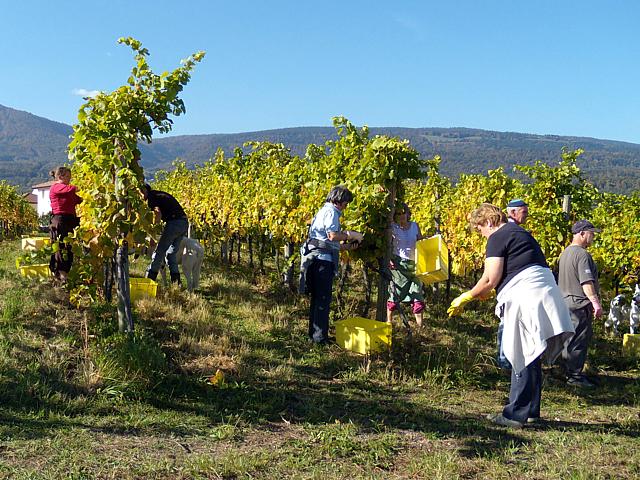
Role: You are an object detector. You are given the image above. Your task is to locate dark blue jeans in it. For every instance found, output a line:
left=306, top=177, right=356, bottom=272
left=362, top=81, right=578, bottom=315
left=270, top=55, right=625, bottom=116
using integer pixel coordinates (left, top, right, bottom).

□ □ □ □ □ □ □

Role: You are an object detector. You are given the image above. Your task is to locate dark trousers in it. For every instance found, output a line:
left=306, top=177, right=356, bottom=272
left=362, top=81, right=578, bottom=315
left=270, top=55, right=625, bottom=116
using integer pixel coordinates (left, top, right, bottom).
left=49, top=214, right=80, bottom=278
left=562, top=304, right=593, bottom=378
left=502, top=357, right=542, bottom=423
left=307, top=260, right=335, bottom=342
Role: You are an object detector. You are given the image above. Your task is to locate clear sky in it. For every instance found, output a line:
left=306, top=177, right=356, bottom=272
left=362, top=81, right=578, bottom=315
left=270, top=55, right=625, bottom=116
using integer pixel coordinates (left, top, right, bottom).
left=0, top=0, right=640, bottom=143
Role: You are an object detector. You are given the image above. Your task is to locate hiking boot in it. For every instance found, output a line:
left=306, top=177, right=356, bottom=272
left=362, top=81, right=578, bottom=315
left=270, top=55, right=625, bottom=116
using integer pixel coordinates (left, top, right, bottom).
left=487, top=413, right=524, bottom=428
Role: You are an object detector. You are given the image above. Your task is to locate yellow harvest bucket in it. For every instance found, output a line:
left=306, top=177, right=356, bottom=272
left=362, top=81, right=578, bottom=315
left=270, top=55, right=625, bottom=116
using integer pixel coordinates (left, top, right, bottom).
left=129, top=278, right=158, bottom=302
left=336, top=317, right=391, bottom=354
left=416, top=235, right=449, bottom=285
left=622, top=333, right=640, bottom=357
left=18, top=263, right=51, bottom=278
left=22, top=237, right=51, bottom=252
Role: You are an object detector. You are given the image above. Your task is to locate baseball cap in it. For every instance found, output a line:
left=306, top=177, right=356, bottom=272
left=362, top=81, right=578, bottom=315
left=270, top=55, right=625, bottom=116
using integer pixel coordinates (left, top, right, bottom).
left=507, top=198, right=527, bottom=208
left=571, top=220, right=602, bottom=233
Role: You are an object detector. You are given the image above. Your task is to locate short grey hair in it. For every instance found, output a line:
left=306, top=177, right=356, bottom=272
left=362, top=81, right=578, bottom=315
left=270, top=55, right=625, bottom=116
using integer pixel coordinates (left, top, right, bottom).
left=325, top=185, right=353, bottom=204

□ □ □ □ □ □ □

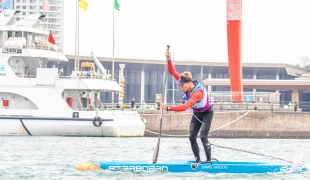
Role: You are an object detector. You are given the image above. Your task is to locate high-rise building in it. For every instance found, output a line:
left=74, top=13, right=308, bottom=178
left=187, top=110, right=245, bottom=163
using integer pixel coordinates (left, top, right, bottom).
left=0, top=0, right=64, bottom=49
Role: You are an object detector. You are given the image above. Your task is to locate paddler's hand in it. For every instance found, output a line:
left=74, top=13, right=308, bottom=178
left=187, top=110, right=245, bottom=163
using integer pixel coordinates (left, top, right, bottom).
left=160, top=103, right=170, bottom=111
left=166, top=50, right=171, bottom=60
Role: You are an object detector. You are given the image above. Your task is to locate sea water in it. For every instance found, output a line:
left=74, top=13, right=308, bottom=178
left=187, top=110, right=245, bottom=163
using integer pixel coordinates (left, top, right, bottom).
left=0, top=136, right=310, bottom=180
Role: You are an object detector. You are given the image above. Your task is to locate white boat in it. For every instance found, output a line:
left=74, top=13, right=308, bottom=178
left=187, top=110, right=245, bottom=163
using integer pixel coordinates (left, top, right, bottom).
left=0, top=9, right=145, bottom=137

□ □ □ □ □ □ □

Locate every line in the items above that contains the string "dark", matching its case exactly, and copy each of those lines.

### WRITTEN ANSWER
Role: You are an object detector. You are given the image above. Your task is to locate dark blue jeans in it. For every instance found, output a line:
Role: You are an object detector. You are given the image above. Your task is to locate dark trousers in it. For every instance found, output a line:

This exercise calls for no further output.